*Texte*.

★ ★ ★ ★ ★

Le procès du «
droit-de-l'hommisme »
Si certains
penseurs français des deux dernières décennies ont consacré des efforts à
fonder philosophiquement les droits de l'homme, combien plus nombreux sont ceux
qui de Pierre Manent à Alain Badiou se sont employés à montrer
leur inconsistance, leur mièvrerie, et surtout le fait qu'ils asphyxient la «
politique » parce qu'ils sont un alibi ou un leurre. Si on ne les accuse plus
de faire obstacle aux « droits sociaux» (vieil argument marxiste), reste le
soupçon de vouloir occulter les droits du citoyen (Rousseau se porte mieux que Marx!),
ou encore le droit des peuples. Bref, brocarder le « droit-de-l'hommisme » est
désormais de bon ton.
Il faut cependant
observer qu'attaquer le principe même des droits de l'homme n'est pas
aujourd'hui une entreprise aisée. Le souvenir des dissidents de l'Est et
l'exemple de ceux qui se battent au nom de ces droits contre les dictatures
encore en place expliquent cette difficulté. Mais il y a aussi une certaine
confusion conceptuelle dont profitent ceux qui mettent en cause, non pas ces
droits dans leur principe, mais la supposée prolifération de leurs dérivés
(droits-créances, droits des minorités, voire droits des animaux et de la
nature, etc.) au point d'annihiler les souverainetés nationales ou populaires
au profit d'une sorte de gouvernement mondial occulte des juges, des experts,
des philanthropes humanitaires et autres « élites mondialisées ».
40.H. Algalarrondo,
la Gauche contre le peuple, op. cit.
41. Jean-Claude
Michéa, préface à la réédition de « la Culture du narcissisme »,
Castelnau-le-Lez,
Climats, 2001.
Tout ceci repose en
grande partie sur des amalgames, et il faut bien le dire, sur une certaine ignorance.

★ ★ ★ ★ ★

*Données*.

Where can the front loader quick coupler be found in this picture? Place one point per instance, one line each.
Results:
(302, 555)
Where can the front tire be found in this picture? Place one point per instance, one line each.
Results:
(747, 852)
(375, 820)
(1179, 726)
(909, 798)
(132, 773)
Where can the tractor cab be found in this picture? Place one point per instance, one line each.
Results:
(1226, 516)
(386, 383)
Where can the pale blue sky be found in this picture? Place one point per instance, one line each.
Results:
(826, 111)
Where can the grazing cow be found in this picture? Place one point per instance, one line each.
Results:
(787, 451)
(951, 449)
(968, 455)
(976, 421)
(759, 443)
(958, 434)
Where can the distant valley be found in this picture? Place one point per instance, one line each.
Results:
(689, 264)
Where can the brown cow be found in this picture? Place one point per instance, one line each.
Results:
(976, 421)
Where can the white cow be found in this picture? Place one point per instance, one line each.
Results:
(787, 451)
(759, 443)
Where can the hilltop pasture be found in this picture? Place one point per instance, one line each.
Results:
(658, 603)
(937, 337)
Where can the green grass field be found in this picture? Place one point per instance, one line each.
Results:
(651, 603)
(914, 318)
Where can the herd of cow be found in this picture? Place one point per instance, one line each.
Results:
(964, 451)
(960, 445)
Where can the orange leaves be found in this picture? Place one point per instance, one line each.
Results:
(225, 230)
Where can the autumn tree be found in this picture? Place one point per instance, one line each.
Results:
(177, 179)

★ ★ ★ ★ ★

*Tâche*. Mettez à jour le passage du texte sur le « droit-de-l'hommisme » qui commence par « Il faut cependant » et se poursuit jusqu'à « peuple, op. cit. ». Remplacez-y « dissidents » par « opposants ».

*Réponse*.
Il faut cependant
observer qu'attaquer le principe même des droits de l'homme n'est pas
aujourd'hui une entreprise aisée. Le souvenir des opposants de l'Est et
l'exemple de ceux qui se battent au nom de ces droits contre les dictatures
encore en place expliquent cette difficulté. Mais il y a aussi une certaine
confusion conceptuelle dont profitent ceux qui mettent en cause, non pas ces
droits dans leur principe, mais la supposée prolifération de leurs dérivés
(droits-créances, droits des minorités, voire droits des animaux et de la
nature, etc.) au point d'annihiler les souverainetés nationales ou populaires
au profit d'une sorte de gouvernement mondial occulte des juges, des experts,
des philanthropes humanitaires et autres « élites mondialisées ».
40.H. Algalarrondo,
la Gauche contre le peuple, op. cit.